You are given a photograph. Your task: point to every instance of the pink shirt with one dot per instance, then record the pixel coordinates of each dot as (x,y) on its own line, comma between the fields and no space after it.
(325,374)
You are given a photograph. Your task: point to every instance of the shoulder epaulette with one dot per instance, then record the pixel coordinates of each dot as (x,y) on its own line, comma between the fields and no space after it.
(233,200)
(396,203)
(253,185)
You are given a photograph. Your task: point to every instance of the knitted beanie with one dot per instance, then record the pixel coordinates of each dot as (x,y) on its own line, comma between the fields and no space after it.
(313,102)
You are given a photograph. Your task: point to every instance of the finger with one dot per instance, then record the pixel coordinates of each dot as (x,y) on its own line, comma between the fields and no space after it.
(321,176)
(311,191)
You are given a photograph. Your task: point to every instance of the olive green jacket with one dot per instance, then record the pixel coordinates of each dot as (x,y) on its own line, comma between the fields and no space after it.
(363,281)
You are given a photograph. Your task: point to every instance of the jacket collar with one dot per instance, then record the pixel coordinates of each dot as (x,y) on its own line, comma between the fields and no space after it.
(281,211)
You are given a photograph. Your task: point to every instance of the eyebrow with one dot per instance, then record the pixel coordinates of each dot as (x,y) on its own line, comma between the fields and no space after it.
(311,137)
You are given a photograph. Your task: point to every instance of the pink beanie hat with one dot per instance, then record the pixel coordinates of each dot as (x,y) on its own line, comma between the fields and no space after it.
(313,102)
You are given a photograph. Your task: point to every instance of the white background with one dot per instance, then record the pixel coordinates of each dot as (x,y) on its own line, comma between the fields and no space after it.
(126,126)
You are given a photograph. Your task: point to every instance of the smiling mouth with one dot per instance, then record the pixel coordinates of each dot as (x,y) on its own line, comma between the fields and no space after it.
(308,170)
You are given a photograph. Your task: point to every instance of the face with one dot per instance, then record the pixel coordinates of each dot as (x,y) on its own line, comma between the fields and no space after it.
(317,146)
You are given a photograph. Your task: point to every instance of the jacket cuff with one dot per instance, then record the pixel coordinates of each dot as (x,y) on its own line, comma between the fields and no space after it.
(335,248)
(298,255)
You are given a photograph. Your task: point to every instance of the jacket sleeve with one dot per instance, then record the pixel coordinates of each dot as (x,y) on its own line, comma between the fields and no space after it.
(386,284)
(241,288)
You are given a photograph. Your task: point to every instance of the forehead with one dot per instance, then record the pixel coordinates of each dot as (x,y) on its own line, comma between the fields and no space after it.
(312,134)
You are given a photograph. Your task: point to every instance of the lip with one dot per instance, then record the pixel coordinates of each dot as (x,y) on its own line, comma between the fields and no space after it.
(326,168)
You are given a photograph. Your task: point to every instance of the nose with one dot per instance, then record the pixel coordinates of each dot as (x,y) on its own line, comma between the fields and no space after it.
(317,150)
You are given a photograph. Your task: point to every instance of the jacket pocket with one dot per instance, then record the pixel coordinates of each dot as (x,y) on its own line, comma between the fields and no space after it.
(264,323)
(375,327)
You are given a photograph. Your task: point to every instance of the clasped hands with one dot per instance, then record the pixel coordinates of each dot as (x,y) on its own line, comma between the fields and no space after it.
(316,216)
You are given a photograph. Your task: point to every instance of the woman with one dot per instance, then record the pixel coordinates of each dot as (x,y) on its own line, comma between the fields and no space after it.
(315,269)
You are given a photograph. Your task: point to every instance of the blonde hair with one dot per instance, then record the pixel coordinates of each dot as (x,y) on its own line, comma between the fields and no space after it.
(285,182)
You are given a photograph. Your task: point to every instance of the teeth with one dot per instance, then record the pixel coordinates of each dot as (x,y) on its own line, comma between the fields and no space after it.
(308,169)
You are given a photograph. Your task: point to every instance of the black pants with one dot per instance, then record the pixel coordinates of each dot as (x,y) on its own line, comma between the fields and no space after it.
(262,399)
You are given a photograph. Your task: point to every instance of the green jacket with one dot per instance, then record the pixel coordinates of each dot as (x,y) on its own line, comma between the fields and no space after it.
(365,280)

--- --- ---

*WHAT YOU WILL DO*:
The records above should be printed in full, exactly as they appear.

*WRITTEN REPLY*:
You are given a photograph. Your task: point to every instance of the pink shirt with one dot per instance, then record the pixel coordinates of each dot as (x,y) on its own line, comma between the fields and no space after it.
(325,374)
You are given a photograph. Your task: point to every instance of the shoulder epaulette with one dot per instance, then record the pixel coordinates of each dot as (x,y) on its own line, comma between the fields and no space after it.
(233,200)
(396,203)
(253,185)
You are given a photograph. Your task: point to every instance of the knitted beanie with one dot per instance, then record the pixel coordinates of each dot as (x,y) on its own line, comma between the fields and no space after it.
(313,102)
You are given a photograph. Your task: point to every instance of the finger with one dot per instance, then record the pixel coordinates of each dot as (x,y) on its own line, comma between the fields and no space after it.
(321,176)
(311,191)
You are given a photograph. Your task: point to every instance of the olive green jacket with one dot per instance, then record the pixel coordinates of each dot as (x,y) on its own line, comma between the fields and no space after it.
(363,281)
You are given a photograph. Your task: point to every instance of the jacket collar with one dot per instance, then record the pixel coordinates of each dot as (x,y) on its own line, comma between the fields and no space after it.
(281,211)
You are given a photograph. Your task: point to every instance of the eyebrow with one dot per instance, then record the pixel coordinates of each dot as (x,y) on its own line, comma between the fields and no space after it.
(311,137)
You are given a photograph. Your task: point to every instance of the pink beanie hat with one dot per instance, then record the pixel coordinates of each dot as (x,y) on its own line, comma between the fields and no space after it.
(313,102)
You are given a photograph. Your task: point to every instance of the white background with one dot per instance, then record the pixel coordinates of each dot as (x,y) on its own line, comma between the fields and no space after it.
(126,126)
You are given a photograph. Your task: point to every instance of the smiling mouth with one dot per instance, then record the pixel coordinates of each dot as (x,y) on its own line, comma between the fields and no space after it.
(308,170)
You are given a photograph. Your task: point to every instance of the face with one dot per instance, then record the pixel coordinates of each dot as (x,y) on its own line, comma between the fields and no space after it.
(317,146)
You are given a photograph. Your task: point to every instance of the jacket cuff with one dot per instance, then record the pixel coordinates of each dot as (x,y) on its own line, comma between the fields and no space after it.
(335,248)
(298,255)
You are given a photograph. Your task: point to every instance of the jacket sleeve with one dot per instance, then record the pixel coordinates of each dot as (x,y) on its own line, comma between the fields and no space after it.
(386,284)
(241,288)
You are given a photograph. Your task: point to every instance of the forehead with one dot per instance, then record the pixel coordinates of each dot as (x,y) on its own line, comma between the fields and no space after it.
(312,134)
You are given a photograph. Your task: point to every instance of the lip with one dot per instance, then record the pixel coordinates of each dot as (x,y) on its own line, comma between the fields and no space after it.
(326,168)
You are given a photograph. Your task: point to every instance of the nose with one dot per instance, then record the pixel coordinates of each dot as (x,y) on its own line, comma between the fields and no space after it.
(317,150)
You are given a photograph. Your task: point to every instance of the jacket pocket with one dot per instance, then record the pixel coordinates of each dot as (x,y) on its own line, comma between the fields and no space after it.
(264,323)
(375,327)
You are given a photograph. Your task: point to every instance of the clasped hands with one dot per instance, then record the pixel coordinates of each dot as (x,y) on its own line, comma between the fields and no space after it.
(316,216)
You are given a photograph. Your task: point to every instance of the woman with one dot per instance, then record the pixel coordinates of each dot as (x,y) on its own line, comma between the fields and no space after it.
(315,269)
You are given a photograph. Your task: point to every instance of the blonde hair with one dot per instance, then record the pixel coordinates of each dot as (x,y) on its own line, comma between the fields and no space after it.
(285,182)
You are given a photograph. Your task: point to every instance of the teeth with one dot per instance, then record the pixel coordinates of each dot as (x,y) on its own line, comma between the fields and no space after it.
(308,169)
You are given a photograph. Your task: point to every instance of the black pants with one dot per instance, then record the pixel coordinates of each dot as (x,y) on its own line, comma between the fields and no space after it.
(262,399)
You are given a photograph. Your task: point to every instance of the green jacket with one dot per instance, then record the pixel coordinates of each dot as (x,y) on its own line, comma between the fields and no space after it.
(365,280)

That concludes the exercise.